CONSIGNE: Poursuivez le texte sur le mouvement des Transition Towns et le pic pétrolier à partir de sa dernière phrase.

TEXTE PROPOSÉ:

━━━

Comment vivre après le pic pétrolier, lorsque l’énergie sera devenue rare et chère ? À quoi ressemblera le territoire de notre commune ? notre vie quotidienne ? Comment piloter au mieux la descente énergétique qui refermera l’ère des énergies fossiles ? Ces questions sont au cœur du mouvement des Transition Towns qui, depuis une dizaine d’années environ, se consacre à l’invention de modes de vie postpétrole et postcroissance.

Bien que la théorie générale du pic pétrolier ait été démontrée dès les années 1950, il aura fallu plusieurs ­décennies avant que cette question soit réellement politisée par les ­réseaux écologistes. Pour Rob Hopkins, professeur de permaculture, fondateur du premier groupe de transition à Totnes (Royaume-Uni) et auteur du Manuel de transition (Écosociété, 2010), le déclic a eu lieu vers 2004, lorsqu’il a compris que la matérialisation du pic pétrolier global pourrait rapidement mettre un terme définitif à la société de croissance qui est la nôtre. Car l’énergie abondante et bon marché est le carburant de la croissance… Et à l’inverse, son renchérissement et sa raréfaction peuvent faire sombrer les économies dans la récession et les foyers dans la précarité énergétique.

━━━

EXTRAITS DE DONNÉES:
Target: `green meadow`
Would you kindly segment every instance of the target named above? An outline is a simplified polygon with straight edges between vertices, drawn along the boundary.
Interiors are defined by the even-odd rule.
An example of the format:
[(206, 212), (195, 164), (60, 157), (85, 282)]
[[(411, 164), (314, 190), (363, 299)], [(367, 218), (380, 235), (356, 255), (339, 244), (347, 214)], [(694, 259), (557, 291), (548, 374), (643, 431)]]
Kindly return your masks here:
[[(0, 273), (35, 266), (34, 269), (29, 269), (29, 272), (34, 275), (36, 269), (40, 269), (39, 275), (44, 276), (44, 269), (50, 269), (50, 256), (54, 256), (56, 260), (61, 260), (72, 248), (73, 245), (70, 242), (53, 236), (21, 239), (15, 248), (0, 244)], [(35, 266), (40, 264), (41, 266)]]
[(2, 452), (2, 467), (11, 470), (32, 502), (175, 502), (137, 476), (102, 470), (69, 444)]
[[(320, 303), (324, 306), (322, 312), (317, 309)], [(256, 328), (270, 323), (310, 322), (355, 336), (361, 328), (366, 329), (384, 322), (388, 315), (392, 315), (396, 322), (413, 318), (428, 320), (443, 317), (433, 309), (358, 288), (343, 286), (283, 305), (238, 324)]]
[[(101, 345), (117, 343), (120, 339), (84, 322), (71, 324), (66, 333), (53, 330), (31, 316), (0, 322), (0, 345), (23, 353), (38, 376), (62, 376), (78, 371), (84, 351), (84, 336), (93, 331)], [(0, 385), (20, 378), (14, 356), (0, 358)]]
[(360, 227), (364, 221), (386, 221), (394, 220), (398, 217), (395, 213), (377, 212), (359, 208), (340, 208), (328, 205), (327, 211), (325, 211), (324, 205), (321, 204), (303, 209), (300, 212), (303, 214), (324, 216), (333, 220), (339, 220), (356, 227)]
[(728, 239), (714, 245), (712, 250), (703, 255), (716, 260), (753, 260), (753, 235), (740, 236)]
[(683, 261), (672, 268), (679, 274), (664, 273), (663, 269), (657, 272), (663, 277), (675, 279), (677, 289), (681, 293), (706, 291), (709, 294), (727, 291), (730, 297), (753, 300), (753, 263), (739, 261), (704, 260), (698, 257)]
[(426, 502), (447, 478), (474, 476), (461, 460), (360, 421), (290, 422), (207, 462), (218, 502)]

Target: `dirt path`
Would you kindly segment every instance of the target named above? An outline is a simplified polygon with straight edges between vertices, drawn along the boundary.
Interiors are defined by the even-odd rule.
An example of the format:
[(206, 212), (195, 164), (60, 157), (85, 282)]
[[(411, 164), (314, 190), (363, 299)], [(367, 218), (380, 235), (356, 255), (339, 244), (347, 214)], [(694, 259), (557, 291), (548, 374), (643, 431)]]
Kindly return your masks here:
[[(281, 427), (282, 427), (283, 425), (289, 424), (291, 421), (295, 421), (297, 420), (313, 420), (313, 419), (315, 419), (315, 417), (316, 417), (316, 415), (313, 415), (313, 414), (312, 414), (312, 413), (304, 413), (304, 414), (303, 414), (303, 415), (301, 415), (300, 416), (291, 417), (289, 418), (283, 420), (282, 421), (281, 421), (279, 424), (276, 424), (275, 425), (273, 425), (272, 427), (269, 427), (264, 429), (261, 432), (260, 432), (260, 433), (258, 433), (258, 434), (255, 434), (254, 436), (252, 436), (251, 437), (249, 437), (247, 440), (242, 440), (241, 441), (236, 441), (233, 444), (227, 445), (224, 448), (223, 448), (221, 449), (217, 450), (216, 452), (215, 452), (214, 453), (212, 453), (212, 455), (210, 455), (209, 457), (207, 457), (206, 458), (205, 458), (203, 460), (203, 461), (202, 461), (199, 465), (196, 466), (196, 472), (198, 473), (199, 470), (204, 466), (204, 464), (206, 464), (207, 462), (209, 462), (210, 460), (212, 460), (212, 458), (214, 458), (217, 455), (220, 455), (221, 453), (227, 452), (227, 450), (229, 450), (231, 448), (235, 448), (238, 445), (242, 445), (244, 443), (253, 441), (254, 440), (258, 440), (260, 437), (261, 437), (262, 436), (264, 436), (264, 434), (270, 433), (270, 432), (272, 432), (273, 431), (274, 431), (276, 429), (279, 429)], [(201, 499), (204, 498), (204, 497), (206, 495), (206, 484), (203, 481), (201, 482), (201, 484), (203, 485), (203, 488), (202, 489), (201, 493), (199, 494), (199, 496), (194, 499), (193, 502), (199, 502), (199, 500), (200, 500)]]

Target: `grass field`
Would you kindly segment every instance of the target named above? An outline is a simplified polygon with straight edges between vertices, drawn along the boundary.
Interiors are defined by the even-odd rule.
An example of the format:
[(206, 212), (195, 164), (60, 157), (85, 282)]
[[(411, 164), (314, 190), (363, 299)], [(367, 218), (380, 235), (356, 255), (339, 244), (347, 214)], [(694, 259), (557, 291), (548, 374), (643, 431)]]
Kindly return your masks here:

━━━

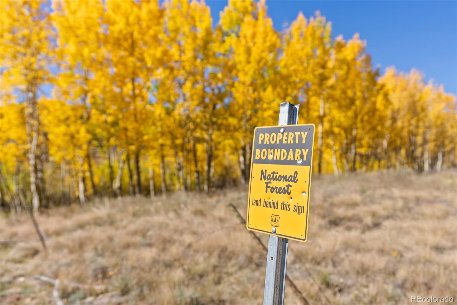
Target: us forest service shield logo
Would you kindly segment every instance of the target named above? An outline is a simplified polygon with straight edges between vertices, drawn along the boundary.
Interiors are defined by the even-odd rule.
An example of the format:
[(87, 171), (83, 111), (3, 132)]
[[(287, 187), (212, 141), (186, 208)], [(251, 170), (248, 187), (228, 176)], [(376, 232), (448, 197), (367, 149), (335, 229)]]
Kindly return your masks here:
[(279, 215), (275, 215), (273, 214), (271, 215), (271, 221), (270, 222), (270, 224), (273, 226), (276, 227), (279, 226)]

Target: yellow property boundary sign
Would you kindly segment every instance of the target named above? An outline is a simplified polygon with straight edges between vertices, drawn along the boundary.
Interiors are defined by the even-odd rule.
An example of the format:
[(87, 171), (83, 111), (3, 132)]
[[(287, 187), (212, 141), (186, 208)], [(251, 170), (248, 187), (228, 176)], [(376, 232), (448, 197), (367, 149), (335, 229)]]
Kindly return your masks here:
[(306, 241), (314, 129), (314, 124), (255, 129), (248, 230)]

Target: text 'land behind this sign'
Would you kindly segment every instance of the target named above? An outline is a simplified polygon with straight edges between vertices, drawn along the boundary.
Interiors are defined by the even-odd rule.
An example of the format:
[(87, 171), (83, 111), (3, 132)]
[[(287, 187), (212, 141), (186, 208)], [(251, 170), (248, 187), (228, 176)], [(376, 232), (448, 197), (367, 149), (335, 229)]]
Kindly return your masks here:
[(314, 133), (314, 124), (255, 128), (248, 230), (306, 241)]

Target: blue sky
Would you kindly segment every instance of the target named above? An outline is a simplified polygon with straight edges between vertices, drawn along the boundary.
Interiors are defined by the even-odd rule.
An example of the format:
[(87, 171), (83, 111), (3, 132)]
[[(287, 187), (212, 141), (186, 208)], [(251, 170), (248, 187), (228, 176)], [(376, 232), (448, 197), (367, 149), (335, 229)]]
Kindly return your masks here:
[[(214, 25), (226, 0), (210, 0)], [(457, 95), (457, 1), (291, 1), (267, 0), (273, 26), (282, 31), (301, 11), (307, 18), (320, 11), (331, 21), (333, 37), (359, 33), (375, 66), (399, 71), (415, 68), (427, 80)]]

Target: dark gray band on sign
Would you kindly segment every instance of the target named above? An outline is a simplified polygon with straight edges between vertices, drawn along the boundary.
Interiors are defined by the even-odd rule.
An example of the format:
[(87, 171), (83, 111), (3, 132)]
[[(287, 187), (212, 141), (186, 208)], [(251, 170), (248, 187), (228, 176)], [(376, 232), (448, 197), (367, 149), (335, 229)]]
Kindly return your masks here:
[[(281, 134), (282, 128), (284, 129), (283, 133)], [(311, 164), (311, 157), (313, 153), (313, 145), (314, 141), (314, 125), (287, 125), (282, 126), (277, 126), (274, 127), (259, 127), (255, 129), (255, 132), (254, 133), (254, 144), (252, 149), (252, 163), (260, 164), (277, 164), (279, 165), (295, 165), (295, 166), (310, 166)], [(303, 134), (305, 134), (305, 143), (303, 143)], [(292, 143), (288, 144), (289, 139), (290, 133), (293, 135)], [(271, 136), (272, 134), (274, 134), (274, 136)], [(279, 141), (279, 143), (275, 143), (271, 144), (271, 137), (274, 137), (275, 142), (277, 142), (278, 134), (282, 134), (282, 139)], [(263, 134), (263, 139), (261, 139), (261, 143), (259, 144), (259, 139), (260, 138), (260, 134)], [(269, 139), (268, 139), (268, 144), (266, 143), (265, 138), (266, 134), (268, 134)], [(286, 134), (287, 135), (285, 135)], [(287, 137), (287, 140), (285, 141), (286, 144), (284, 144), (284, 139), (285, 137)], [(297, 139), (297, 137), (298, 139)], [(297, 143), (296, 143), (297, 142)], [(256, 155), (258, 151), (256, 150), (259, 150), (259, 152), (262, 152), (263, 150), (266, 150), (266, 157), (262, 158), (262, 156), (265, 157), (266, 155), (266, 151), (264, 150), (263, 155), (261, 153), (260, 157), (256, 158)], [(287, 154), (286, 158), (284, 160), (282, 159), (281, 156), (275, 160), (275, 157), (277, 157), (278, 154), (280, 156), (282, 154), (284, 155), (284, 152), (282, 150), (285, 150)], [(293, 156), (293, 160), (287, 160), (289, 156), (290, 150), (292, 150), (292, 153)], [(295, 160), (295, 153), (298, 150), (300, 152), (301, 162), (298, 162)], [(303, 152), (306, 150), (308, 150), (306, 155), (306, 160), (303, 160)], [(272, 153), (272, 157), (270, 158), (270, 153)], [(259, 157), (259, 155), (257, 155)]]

━━━

EXERCICE CORRIGÉ:
Depuis 2005, des dizaines d’initiatives de transition ont été lancées, d’abord dans le monde anglophone, puis un peu partout ailleurs – y compris en France, par exemple dans le Trièves, à la jonction des départements de l’Isère, des Hautes-Alpes et de la Drôme. Il s’agit le plus souvent de groupes citoyens qui cherchent à ­initier une dynamique locale de réflexion et d’action pour préparer leur territoire à la décroissance économique et à ce lent processus de renchérissement et de raréfaction de l’énergie qu’induit le pic pétrolier. Par des récits et par des expérimentations concrètes, ils procèdent à un travail d’animation politique locale visant à faire émerger un nouveau projet de territoire postcroissance pour leur commune.

Concrètement, le groupe fondateur de Totnes est celui qui est allé le plus loin en ce sens. Son principal fait d’armes a été la rédaction collective d’un plan local de descente énergétique, qui raconte comment ce territoire pourrait être profondément réorganisé en une vingtaine d’années, dans un subtil mélange d’anticipation volontariste et d’adaptation ­improvisée au renchérissement de l’énergie. Au terme de ce récit, vers 2030, les narrateurs imaginent une ville où les voitures sont devenues rares, où l’agriculture biologique ­périurbaine fournit l’essentiel de l’alimentation, où le tourisme local a ­remplacé les voyages intercontinentaux… Des dizaines d’habitants ont participé à cet exercice d’écriture ­collective, produisant ainsi un exemple original de prospective citoyenne dans lequel la croissance n’a plus sa place. La reterritorialisation d’une multitude d’activités aujourd’hui délocalisées ou déléguées dessine alors un projet de « renaissance économique locale », davantage compatible avec la finitude des ressources fossiles.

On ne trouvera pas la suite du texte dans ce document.